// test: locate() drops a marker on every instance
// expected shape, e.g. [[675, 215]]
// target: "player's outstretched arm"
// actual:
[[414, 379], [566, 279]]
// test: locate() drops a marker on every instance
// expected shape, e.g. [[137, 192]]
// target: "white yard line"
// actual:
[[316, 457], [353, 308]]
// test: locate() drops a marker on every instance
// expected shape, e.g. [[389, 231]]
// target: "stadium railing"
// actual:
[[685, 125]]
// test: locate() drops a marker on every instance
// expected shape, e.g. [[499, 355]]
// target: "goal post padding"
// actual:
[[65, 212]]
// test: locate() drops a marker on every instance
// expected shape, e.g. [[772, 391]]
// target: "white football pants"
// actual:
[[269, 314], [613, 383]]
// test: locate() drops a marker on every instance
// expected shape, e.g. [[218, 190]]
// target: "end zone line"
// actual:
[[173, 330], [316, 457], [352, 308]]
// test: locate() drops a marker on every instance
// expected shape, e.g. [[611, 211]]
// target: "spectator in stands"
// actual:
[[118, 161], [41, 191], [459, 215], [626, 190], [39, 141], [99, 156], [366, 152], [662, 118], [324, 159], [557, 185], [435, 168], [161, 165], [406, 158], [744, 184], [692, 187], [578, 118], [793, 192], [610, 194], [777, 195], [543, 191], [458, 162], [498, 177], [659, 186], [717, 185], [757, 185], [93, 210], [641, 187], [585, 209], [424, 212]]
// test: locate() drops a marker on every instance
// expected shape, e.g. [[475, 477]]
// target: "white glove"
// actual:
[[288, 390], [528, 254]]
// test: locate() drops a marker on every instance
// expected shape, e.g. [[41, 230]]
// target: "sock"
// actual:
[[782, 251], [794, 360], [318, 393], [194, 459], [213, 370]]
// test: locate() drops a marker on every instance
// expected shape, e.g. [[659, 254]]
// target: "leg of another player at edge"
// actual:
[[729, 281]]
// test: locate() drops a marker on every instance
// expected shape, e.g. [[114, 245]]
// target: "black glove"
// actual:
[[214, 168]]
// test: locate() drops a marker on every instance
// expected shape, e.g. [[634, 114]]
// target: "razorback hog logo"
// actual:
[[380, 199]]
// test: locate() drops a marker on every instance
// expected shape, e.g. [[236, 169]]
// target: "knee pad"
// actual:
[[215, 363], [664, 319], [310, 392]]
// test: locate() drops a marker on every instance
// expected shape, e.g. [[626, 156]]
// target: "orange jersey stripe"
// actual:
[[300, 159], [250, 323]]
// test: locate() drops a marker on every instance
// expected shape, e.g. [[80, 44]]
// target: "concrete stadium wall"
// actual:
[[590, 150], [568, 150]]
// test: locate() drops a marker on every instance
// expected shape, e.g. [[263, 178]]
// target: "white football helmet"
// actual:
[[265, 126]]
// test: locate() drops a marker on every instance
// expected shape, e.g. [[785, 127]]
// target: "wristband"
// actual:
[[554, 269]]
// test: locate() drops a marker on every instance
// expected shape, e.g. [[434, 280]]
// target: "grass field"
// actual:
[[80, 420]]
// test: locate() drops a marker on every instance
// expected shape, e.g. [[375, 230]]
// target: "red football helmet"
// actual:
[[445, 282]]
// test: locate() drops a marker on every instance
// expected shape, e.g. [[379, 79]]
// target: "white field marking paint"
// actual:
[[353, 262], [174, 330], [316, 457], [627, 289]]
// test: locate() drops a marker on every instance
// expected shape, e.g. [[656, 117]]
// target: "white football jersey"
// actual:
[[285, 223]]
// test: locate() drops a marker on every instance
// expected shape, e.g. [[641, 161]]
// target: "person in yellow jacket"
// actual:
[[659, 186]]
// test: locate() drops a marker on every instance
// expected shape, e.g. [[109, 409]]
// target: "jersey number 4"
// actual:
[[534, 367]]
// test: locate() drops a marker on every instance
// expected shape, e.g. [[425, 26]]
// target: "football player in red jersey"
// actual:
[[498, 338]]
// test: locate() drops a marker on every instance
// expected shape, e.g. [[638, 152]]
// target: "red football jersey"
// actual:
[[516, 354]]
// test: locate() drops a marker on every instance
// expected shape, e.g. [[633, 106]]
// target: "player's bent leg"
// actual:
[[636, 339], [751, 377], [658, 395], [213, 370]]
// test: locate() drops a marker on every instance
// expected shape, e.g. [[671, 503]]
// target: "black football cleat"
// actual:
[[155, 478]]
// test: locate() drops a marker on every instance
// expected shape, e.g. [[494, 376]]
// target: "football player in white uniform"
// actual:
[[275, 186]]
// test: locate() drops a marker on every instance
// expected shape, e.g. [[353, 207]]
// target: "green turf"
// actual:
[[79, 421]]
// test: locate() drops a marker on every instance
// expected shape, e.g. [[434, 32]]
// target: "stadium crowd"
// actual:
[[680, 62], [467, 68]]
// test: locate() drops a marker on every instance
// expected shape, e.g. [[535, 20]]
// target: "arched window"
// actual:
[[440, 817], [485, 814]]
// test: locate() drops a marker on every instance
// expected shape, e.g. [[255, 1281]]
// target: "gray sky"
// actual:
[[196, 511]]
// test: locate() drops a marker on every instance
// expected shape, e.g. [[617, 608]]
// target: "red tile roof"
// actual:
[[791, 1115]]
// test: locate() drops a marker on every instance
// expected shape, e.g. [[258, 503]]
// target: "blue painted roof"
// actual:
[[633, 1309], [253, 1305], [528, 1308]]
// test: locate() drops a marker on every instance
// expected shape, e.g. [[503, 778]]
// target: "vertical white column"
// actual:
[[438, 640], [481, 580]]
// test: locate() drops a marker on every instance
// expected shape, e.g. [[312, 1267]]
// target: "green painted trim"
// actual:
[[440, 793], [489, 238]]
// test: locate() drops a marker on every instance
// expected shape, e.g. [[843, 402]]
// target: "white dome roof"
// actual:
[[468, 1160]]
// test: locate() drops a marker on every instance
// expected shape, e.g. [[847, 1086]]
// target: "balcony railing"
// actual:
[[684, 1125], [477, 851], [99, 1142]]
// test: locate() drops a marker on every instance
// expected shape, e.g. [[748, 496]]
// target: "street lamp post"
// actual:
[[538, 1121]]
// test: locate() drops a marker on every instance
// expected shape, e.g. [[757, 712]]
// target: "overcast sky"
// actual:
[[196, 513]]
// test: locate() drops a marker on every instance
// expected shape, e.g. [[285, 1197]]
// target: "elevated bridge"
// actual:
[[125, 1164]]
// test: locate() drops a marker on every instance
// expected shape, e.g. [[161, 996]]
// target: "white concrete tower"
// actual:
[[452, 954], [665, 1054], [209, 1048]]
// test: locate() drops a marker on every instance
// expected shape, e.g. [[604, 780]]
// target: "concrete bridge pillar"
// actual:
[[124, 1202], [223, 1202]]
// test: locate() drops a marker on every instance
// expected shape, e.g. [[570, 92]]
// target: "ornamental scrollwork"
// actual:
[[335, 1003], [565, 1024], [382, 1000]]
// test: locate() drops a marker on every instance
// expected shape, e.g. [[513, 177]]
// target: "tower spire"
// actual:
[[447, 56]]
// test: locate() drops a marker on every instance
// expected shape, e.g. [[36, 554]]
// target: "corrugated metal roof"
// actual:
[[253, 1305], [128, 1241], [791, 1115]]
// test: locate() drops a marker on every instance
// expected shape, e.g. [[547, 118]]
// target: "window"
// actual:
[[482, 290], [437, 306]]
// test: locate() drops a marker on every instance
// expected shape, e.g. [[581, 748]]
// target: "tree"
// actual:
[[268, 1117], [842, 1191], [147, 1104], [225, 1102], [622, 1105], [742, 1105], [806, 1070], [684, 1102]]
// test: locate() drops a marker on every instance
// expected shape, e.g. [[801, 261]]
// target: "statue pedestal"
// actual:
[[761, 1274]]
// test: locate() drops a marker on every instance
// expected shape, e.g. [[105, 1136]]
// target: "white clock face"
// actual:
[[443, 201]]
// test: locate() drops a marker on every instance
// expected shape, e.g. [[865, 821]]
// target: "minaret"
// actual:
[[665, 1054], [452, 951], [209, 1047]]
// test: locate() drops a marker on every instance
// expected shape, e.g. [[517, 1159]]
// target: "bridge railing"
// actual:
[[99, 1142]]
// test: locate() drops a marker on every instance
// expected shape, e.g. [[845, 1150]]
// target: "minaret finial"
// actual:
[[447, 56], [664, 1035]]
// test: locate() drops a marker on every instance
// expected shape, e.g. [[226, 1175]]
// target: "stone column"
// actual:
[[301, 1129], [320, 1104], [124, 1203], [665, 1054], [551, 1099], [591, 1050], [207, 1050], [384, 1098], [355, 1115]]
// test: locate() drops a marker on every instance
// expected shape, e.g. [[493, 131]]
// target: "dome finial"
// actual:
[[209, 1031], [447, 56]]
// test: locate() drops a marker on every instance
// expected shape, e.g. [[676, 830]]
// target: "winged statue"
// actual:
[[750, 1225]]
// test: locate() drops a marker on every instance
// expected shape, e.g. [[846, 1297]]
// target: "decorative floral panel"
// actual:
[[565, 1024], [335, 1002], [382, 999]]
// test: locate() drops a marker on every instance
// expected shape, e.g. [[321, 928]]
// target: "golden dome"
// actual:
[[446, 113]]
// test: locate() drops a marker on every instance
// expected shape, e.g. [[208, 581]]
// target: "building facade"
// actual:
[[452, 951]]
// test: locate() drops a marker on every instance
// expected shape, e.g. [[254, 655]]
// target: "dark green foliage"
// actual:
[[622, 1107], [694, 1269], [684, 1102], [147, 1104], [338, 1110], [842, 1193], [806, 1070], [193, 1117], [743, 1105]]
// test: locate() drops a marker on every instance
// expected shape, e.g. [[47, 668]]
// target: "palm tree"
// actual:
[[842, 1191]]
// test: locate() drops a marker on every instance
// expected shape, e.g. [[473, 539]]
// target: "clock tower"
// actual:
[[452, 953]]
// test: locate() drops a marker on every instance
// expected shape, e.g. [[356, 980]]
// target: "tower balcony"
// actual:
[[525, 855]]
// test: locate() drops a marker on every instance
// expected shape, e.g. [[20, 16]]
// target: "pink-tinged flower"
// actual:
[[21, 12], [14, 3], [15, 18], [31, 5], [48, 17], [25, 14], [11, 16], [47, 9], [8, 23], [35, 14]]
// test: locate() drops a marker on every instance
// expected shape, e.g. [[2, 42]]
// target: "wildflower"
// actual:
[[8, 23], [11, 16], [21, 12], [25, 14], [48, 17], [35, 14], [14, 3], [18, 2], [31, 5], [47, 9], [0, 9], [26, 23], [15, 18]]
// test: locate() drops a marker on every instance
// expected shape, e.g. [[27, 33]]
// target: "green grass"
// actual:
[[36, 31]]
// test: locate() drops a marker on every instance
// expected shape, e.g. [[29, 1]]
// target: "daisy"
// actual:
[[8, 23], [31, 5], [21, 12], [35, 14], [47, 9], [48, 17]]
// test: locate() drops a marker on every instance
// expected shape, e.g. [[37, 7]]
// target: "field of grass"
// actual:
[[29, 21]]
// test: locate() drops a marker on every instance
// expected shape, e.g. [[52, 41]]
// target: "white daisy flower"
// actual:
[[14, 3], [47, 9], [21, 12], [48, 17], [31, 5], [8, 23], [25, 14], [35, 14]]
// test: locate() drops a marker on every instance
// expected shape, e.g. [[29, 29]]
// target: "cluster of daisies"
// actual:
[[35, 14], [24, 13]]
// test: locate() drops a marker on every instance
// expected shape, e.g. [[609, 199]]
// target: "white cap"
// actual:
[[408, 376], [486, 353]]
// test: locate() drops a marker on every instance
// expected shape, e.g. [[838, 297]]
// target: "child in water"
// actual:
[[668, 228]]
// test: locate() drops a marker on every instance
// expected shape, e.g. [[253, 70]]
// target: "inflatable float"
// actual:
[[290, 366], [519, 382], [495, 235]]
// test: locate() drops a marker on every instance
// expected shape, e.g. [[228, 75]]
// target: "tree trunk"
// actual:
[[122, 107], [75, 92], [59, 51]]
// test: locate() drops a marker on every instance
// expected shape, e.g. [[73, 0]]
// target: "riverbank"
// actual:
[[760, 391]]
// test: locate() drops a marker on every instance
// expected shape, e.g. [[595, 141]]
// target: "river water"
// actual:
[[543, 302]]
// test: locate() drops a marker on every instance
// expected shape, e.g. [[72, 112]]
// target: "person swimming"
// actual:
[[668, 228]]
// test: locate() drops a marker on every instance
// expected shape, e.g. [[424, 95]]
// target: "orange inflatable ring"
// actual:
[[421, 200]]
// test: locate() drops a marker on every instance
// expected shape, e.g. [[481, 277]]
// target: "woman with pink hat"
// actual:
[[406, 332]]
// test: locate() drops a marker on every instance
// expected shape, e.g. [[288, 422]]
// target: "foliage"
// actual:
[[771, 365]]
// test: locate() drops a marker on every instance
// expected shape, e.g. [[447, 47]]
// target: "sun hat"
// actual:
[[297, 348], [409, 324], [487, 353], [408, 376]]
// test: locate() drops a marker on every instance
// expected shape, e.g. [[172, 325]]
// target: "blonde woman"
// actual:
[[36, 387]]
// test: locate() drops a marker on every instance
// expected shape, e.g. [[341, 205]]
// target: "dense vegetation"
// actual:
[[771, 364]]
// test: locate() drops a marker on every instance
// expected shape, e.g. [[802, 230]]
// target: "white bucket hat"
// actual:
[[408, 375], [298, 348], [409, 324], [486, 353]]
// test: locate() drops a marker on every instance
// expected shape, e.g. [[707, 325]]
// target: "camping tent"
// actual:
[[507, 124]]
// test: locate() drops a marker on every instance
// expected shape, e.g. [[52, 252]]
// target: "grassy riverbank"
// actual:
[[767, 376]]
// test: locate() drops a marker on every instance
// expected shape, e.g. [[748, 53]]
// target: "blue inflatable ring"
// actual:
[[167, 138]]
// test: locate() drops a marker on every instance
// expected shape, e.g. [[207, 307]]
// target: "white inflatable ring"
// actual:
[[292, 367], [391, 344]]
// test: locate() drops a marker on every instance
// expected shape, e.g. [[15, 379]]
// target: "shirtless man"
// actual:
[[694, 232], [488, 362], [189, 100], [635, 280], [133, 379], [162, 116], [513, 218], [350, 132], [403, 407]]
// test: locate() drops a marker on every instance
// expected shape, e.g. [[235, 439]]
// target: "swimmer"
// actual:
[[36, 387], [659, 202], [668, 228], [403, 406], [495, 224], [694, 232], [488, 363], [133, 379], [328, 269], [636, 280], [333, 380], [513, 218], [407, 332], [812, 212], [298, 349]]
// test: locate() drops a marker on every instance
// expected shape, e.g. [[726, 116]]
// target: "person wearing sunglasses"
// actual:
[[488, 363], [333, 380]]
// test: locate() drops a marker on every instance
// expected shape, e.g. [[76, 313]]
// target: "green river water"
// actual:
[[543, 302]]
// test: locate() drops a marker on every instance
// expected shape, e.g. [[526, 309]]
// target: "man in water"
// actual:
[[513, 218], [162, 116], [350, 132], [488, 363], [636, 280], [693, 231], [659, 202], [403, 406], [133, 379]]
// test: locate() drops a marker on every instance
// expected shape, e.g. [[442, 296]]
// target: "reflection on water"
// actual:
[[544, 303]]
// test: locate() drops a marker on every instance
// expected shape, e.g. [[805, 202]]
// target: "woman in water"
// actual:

## Task requirements
Give only the number of lines in the entries above that contain the string "concrete".

## Response area
3